━━━━━ Data in this exercise ━━━━━
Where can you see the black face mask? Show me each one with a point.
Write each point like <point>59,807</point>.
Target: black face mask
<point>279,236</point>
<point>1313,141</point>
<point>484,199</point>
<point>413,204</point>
━━━━━
━━━━━ Data in this exercise ━━━━━
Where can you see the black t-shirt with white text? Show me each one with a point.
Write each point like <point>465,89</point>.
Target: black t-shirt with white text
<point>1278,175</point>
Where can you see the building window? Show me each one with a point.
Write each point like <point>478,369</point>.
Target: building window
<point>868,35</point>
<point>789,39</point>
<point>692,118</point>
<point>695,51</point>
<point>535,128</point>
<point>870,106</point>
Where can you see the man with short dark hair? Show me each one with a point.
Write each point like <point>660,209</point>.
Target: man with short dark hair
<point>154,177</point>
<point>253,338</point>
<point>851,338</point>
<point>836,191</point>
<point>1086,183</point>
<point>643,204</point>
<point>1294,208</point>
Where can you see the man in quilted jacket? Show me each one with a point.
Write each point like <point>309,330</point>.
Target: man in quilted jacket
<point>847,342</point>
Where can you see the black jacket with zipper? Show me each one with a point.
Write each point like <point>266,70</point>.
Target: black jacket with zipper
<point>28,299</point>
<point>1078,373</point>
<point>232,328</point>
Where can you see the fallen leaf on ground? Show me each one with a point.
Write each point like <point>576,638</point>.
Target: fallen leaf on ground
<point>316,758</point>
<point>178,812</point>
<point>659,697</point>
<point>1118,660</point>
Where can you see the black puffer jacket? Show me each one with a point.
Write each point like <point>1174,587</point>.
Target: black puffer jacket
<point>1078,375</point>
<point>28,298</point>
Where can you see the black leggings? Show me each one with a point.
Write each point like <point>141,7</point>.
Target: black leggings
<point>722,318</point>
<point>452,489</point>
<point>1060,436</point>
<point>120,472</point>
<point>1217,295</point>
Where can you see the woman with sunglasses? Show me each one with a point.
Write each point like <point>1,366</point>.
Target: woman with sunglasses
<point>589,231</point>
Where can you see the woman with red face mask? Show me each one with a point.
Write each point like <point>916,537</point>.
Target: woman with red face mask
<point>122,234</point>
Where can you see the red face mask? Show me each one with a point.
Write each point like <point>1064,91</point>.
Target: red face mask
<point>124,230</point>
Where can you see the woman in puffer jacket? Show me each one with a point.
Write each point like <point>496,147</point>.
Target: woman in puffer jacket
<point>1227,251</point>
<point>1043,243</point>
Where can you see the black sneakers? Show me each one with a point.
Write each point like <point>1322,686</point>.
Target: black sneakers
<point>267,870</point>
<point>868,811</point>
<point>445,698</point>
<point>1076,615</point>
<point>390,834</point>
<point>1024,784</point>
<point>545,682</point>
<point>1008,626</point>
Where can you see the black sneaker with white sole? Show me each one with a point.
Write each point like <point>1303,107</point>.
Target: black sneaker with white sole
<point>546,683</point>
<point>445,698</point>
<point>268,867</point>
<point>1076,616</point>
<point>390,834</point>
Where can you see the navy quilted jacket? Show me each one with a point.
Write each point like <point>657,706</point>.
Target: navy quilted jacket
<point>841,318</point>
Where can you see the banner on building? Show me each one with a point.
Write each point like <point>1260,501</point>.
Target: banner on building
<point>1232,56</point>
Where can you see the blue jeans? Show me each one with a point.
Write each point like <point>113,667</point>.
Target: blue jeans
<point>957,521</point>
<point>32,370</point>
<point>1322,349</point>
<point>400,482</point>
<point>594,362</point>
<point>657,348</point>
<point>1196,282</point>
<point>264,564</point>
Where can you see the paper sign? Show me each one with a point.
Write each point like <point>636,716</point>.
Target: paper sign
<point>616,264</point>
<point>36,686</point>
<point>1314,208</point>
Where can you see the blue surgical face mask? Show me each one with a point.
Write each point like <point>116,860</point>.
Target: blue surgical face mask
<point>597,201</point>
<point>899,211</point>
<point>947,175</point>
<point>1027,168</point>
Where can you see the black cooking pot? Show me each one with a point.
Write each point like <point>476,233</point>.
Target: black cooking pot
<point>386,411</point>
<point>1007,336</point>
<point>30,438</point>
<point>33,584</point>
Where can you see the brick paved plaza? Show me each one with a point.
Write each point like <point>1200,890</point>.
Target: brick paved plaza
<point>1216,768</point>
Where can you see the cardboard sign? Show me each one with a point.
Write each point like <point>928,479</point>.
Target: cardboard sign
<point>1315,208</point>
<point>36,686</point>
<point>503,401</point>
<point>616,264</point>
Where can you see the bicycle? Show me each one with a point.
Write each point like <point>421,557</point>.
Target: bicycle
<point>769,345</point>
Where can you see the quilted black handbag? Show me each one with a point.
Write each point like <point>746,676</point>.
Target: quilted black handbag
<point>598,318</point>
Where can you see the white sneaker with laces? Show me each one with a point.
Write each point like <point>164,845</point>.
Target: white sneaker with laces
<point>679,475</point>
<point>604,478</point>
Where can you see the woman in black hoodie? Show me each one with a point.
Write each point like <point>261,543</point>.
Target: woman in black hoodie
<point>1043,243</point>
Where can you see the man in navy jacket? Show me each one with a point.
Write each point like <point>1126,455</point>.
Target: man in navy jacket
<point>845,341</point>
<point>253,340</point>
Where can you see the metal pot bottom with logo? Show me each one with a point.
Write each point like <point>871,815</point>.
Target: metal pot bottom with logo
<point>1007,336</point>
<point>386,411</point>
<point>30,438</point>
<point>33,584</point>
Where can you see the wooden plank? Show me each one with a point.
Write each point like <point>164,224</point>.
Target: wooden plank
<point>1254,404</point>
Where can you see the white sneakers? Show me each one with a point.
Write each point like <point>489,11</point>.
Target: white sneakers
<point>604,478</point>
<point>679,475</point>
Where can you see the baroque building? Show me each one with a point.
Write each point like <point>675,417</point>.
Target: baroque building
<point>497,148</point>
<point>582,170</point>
━━━━━
Task objective: Give back, word for word, only the lines above from the line holding "Where can you see the blue jeans?" to the line holding "Where can you see the paper", both included.

Your response:
Where can you see the blue jeans? Show me each one with a point.
Write each point like <point>113,667</point>.
Target: blue jeans
<point>957,521</point>
<point>32,370</point>
<point>1322,349</point>
<point>400,482</point>
<point>594,362</point>
<point>657,348</point>
<point>1196,282</point>
<point>264,564</point>
Where can you see the paper sign? Show me each one with a point.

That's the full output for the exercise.